• [GIVEN TASK] Swap every "one point per instance" in the material below for "one point for each instance" and write the material out again with nothing else changed. Leave the pictures out.

..............................

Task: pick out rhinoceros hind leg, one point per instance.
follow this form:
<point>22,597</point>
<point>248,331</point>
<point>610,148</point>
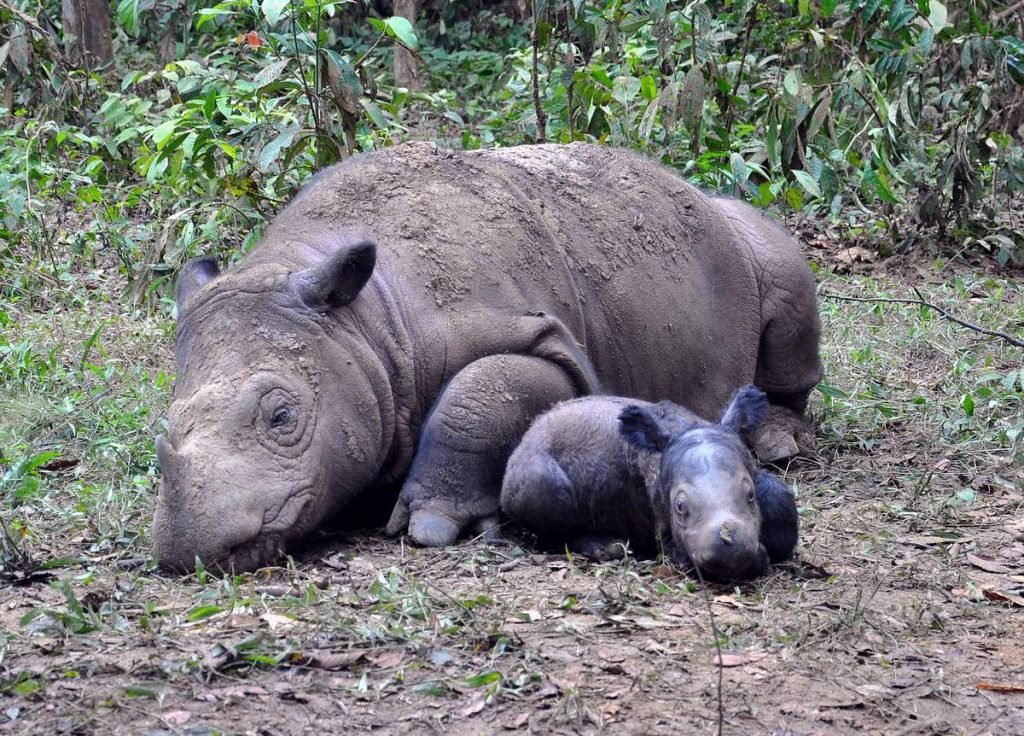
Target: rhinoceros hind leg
<point>456,478</point>
<point>600,548</point>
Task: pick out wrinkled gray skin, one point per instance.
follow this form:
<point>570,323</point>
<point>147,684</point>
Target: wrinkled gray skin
<point>412,310</point>
<point>602,472</point>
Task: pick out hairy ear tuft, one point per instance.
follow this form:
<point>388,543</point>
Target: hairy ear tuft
<point>339,278</point>
<point>641,429</point>
<point>748,407</point>
<point>194,275</point>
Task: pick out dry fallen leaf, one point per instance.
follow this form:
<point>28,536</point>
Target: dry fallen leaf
<point>176,718</point>
<point>387,659</point>
<point>731,659</point>
<point>996,687</point>
<point>986,565</point>
<point>475,706</point>
<point>332,660</point>
<point>276,621</point>
<point>1000,597</point>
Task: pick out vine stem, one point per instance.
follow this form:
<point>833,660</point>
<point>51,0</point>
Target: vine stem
<point>921,302</point>
<point>542,122</point>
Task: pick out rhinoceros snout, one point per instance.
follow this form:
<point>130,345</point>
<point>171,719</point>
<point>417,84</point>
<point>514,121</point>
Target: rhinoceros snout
<point>192,521</point>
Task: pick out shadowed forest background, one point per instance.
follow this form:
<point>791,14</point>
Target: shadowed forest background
<point>887,134</point>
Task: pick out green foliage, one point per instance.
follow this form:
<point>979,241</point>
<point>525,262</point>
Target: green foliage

..............................

• [RESPONSE TO THE TASK]
Task: pick out rhinoceros hind leg, one point for each instance.
follow this form:
<point>22,597</point>
<point>248,331</point>
<point>610,148</point>
Target: rhinoceros hind leg
<point>456,478</point>
<point>600,548</point>
Task: pick out wrinkled gray skin, one point for each instance.
follow this form:
<point>570,323</point>
<point>147,684</point>
Target: wrinkled gray skin
<point>412,310</point>
<point>602,472</point>
Task: pick out hairy ear tuft, one point for each instance.
follow this form:
<point>388,543</point>
Target: hairy ear tuft
<point>339,278</point>
<point>641,429</point>
<point>748,407</point>
<point>194,275</point>
Task: pick out dry fallen leaf, one point for each instance.
follow this form:
<point>28,536</point>
Target: dry fallen leaf
<point>176,718</point>
<point>387,659</point>
<point>731,659</point>
<point>996,687</point>
<point>986,565</point>
<point>475,706</point>
<point>332,660</point>
<point>276,621</point>
<point>1000,597</point>
Task: pick out vine stem, one point for each instance.
follow this form:
<point>833,660</point>
<point>51,0</point>
Target: vine stem
<point>921,302</point>
<point>542,122</point>
Task: pick out rhinoceros snout, one point for each instance.
follow this form:
<point>130,345</point>
<point>171,719</point>
<point>417,84</point>
<point>514,121</point>
Target: rhinoceros snout
<point>192,521</point>
Task: pick out shadowed forest background, one point for each instance.
follow this form:
<point>791,14</point>
Target: shadowed forest background
<point>887,134</point>
Task: pick out green foliage, one point for each instance.
follow this form:
<point>979,241</point>
<point>525,262</point>
Target: green foliage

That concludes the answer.